Extract each line of the data and write it out again exactly.

-- begin Records supplied --

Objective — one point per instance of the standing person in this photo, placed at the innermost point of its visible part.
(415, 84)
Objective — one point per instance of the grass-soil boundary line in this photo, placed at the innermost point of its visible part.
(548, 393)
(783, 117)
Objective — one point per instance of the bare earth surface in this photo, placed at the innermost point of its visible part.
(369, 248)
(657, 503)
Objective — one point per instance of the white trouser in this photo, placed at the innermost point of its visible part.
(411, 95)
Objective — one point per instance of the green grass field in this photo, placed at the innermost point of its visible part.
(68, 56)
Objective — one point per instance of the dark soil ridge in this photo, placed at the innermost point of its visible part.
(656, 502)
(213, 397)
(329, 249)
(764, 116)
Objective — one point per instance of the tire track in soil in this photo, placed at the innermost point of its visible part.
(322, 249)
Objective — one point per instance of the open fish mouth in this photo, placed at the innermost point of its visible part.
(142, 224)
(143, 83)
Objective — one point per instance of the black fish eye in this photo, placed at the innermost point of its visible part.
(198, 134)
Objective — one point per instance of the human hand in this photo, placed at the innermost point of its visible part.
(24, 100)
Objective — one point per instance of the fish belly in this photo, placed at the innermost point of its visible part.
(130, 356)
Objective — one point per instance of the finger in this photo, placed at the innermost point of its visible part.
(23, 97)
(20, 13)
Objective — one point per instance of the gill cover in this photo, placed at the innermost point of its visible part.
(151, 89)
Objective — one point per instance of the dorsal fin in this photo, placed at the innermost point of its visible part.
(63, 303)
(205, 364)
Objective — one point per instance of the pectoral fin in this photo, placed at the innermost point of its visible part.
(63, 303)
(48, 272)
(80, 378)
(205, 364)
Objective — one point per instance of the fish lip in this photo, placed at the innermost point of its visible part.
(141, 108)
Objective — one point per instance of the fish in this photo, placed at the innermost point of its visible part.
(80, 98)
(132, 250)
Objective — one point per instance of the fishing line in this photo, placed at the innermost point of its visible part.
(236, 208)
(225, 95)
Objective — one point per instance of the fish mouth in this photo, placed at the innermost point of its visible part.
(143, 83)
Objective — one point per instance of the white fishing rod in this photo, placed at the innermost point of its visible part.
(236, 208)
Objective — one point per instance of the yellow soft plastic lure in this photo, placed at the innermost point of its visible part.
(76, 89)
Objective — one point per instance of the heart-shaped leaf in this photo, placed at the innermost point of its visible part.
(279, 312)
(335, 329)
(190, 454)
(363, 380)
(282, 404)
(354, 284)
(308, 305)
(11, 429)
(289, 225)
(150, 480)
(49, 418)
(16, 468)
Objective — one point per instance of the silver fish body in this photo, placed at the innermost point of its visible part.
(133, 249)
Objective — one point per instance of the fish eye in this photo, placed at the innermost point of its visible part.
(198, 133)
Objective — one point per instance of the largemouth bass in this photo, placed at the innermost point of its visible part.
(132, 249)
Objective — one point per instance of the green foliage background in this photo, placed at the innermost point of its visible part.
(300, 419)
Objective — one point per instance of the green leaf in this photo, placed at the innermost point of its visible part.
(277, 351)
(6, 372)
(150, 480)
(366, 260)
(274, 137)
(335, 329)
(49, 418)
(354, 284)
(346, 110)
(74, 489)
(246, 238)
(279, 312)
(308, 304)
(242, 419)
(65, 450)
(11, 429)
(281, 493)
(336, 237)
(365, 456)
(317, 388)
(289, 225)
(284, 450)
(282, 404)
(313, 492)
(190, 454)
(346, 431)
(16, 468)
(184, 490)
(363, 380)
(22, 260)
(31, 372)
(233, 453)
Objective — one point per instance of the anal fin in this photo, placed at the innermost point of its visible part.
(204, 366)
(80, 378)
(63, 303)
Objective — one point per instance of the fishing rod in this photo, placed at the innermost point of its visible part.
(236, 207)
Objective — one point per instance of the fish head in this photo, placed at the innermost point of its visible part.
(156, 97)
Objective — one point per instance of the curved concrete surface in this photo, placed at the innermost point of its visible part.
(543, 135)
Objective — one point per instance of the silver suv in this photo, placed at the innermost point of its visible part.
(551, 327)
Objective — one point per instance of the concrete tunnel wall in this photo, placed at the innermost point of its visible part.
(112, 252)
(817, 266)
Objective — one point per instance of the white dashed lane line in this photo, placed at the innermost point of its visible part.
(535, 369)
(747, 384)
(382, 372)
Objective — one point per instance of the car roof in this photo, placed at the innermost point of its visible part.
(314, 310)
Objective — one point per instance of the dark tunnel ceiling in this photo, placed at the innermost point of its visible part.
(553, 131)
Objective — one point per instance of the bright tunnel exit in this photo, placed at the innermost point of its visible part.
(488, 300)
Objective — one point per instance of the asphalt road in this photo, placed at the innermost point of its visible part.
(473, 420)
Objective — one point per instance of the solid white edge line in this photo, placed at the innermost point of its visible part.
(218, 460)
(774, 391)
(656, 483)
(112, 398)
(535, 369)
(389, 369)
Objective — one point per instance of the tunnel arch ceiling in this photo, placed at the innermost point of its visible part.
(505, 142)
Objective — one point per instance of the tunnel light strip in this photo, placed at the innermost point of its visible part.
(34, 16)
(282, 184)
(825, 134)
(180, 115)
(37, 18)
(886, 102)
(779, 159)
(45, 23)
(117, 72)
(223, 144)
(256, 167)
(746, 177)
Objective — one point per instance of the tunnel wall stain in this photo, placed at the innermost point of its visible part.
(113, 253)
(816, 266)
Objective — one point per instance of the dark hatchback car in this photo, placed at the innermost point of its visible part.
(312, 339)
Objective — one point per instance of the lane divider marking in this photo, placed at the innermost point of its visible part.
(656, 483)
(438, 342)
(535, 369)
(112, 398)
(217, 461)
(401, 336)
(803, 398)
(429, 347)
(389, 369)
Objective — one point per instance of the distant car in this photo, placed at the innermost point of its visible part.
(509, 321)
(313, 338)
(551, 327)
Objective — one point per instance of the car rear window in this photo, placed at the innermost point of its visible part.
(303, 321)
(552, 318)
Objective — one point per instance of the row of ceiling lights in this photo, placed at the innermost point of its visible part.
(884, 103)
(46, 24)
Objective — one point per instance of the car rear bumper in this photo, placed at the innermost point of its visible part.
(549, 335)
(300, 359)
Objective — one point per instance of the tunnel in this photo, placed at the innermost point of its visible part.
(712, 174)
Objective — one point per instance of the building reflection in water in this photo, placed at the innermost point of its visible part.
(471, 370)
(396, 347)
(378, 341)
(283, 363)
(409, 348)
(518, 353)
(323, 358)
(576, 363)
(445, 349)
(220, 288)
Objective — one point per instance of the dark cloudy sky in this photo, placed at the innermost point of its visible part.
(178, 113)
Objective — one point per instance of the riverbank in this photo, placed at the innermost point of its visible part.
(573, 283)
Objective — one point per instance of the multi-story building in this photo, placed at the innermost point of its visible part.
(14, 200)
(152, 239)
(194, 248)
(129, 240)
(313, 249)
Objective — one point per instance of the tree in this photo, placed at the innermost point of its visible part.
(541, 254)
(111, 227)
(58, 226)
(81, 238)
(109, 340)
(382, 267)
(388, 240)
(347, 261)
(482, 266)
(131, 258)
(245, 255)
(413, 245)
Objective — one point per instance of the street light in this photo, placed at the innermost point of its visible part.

-- end Records supplied --

Worked solution =>
Objective — one point per instance of the standing person in this photo, placed at the innermost point of its visible part.
(415, 84)
Objective — one point per instance of the grass-soil boundary line in this photo, placed at the innermost point of its visible part.
(548, 393)
(783, 117)
Objective — one point per instance of the bare earth surface in this photo, placed at the innermost point of its visible part.
(369, 248)
(657, 503)
Objective — one point per instance of the white trouser in this photo, placed at the innermost point of its visible part.
(411, 95)
Objective — one point per instance of the green grass field in this photo, placed at the innermost point of its visible part.
(68, 56)
Objective — one point per instance of the dark soil ridge in this photo, placed at the innermost point of its visible part.
(656, 502)
(213, 397)
(329, 249)
(764, 116)
Objective — one point per instance of the tire track in soil in this photo, placed at the innermost point of its visible part.
(322, 249)
Objective — one point per instance of the open fish mouth in this photo, placed at the innermost point of its visible part.
(142, 224)
(143, 83)
Objective — one point per instance of the black fish eye in this photo, placed at the innermost point of its visible part.
(198, 134)
Objective — one point per instance of the human hand in this photo, placed at the innermost point of its visible part.
(24, 100)
Objective — one point per instance of the fish belly in this photo, placed at the innermost point of its visible part.
(130, 356)
Objective — one point per instance of the finger in this photo, placed at the innermost point of its visible part.
(23, 97)
(20, 13)
Objective — one point per instance of the gill cover in this photo, placed at the innermost point of its visible part.
(151, 89)
Objective — one point per instance of the dorsal fin in this photo, placed at the innermost point of its visible part.
(63, 303)
(205, 364)
Objective — one point per instance of the pectoral fin in this photo, placed at the innermost point of its visible part.
(63, 303)
(48, 272)
(80, 378)
(205, 364)
Objective — one point per instance of the fish lip in this photo, placed at the innermost point of its visible part.
(141, 108)
Objective — one point per instance of the fish in this photo, placed at the innermost point of its visible part.
(80, 98)
(132, 250)
Objective — one point per instance of the fishing line in this photo, placed at the innermost point of its visible part.
(236, 208)
(225, 95)
Objective — one point per instance of the fish mouth in this photo, placed at the innermost point of its visible part.
(143, 83)
Objective — one point per instance of the white fishing rod in this photo, placed at the innermost point of its visible part.
(236, 208)
Objective — one point per instance of the yellow soft plastic lure in this photo, placed at the innermost point of its visible part.
(76, 89)
Objective — one point per instance of the heart-shaped leaf in this photo, placed at the innermost point of its visible part.
(279, 312)
(335, 329)
(190, 454)
(363, 380)
(282, 404)
(354, 284)
(308, 305)
(11, 429)
(289, 225)
(150, 480)
(49, 418)
(16, 468)
Objective — one point per instance of the silver fish body in this photo, placed at the innermost point of its visible part.
(133, 249)
Objective — one point per instance of the fish eye in this photo, placed at the innermost point of its visible part.
(198, 133)
Objective — one point per instance of the largemouth bass in this photo, placed at the innermost point of its visible part.
(132, 249)
Objective — one point per instance of the green foliage background in this photo, placed at the innermost point of its visible part.
(300, 419)
Objective — one point per instance of the green leaf in this photo, placed at the innermost point of its visible part.
(277, 351)
(6, 372)
(150, 480)
(366, 260)
(274, 137)
(335, 329)
(49, 418)
(354, 284)
(346, 110)
(74, 489)
(246, 238)
(279, 312)
(308, 304)
(242, 419)
(65, 450)
(11, 429)
(281, 493)
(336, 237)
(365, 456)
(317, 388)
(289, 225)
(284, 450)
(282, 404)
(313, 492)
(190, 454)
(346, 431)
(16, 468)
(184, 490)
(363, 380)
(22, 260)
(31, 372)
(233, 453)
Objective — one point per instance of the anal fin in this photo, placed at the innermost point of its visible part.
(204, 366)
(80, 378)
(63, 303)
Objective — one point per instance of the fishing rod in this photo, placed at the innermost point of its visible part.
(236, 207)
Objective — one point per instance of the fish head in this photo, placed at the innermost point of its visible part.
(156, 97)
Objective — one point per instance of the curved concrete surface in this photo, placed at the innermost point of its visible part.
(543, 135)
Objective — one point per instance of the silver suv in this photo, placed at the innermost point of its visible part.
(551, 327)
Objective — one point per instance of the concrete tunnel wall in this photo, placed at the innermost point of its visible part.
(112, 252)
(817, 266)
Objective — one point per instance of the white dashed lane line in this photo, placed at the innermost point of its visible part.
(535, 369)
(747, 384)
(382, 372)
Objective — one point per instance of the car roof in this photo, placed at the innermost point of its visible part.
(314, 310)
Objective — one point per instance of the dark tunnel ceiling in this photo, placed at the innermost point of its visible part.
(553, 131)
Objective — one point per instance of the bright tunnel exit in this photo, placed at the innermost point of its visible part.
(488, 300)
Objective — one point per instance of the asphalt road in this photo, placed at the innermost point of its visible part.
(473, 420)
Objective — one point per instance of the solid white edge line in this photo, placed at the innermost point of its visible part.
(218, 460)
(774, 391)
(656, 483)
(112, 398)
(535, 369)
(389, 369)
Objective — one point per instance of the tunnel arch ceiling in this photo, placed at the innermost point of its visible part.
(505, 142)
Objective — one point per instance of the tunnel light strip in this photo, placed at the innermost point of its visible part.
(34, 16)
(282, 184)
(825, 134)
(180, 115)
(37, 18)
(886, 102)
(779, 159)
(45, 23)
(117, 72)
(223, 144)
(256, 167)
(746, 177)
Objective — one point per instance of the tunnel wall stain in this photo, placed at the innermost point of its visible part.
(113, 253)
(816, 266)
Objective — one point per instance of the dark hatchback car in this photo, placed at the innermost point of its visible part.
(312, 339)
Objective — one point per instance of the lane divider marking in this photo, placed at the innermost point of its visible part.
(656, 483)
(438, 342)
(535, 369)
(112, 398)
(217, 461)
(401, 336)
(803, 398)
(429, 347)
(389, 369)
Objective — one point per instance of the distant car in this photo, placed at the innermost point of its visible part.
(509, 321)
(313, 338)
(551, 327)
Objective — one point per instance of the car rear window in this photo, placed at the innermost point of its visible part.
(303, 321)
(552, 318)
Objective — one point per instance of the row of ceiling lights in this photo, placed at the innermost point of its visible part.
(884, 103)
(46, 24)
Objective — one point per instance of the car rear bumper in this photo, placed at the innermost point of its visible part.
(549, 335)
(300, 359)
Objective — one point per instance of the tunnel in this photo, placed at the innermost point of its visible part.
(712, 174)
Objective — one point per instance of the building reflection in water in this photo, placed at the innermost point of its visible part.
(471, 370)
(396, 347)
(378, 341)
(283, 363)
(409, 348)
(518, 353)
(323, 358)
(576, 363)
(445, 349)
(220, 288)
Objective — one point per instance of the dark cloudy sky in this photo, placed at the innermost point of its visible part.
(178, 113)
Objective — one point per instance of the riverbank in this photo, placed at the innermost point of its visible part.
(573, 283)
Objective — one point per instance of the multi-story building in this photo, placed at the innermost point of its visible part.
(14, 200)
(152, 239)
(194, 248)
(129, 240)
(313, 249)
Objective — one point per instance of the tree in this photo, placed at the innermost point of its visible part.
(541, 254)
(111, 227)
(58, 226)
(81, 238)
(109, 340)
(382, 267)
(388, 240)
(347, 261)
(482, 266)
(131, 258)
(245, 255)
(413, 245)
Objective — one point per instance of the street light in this photo, placed at the innermost point of its visible part.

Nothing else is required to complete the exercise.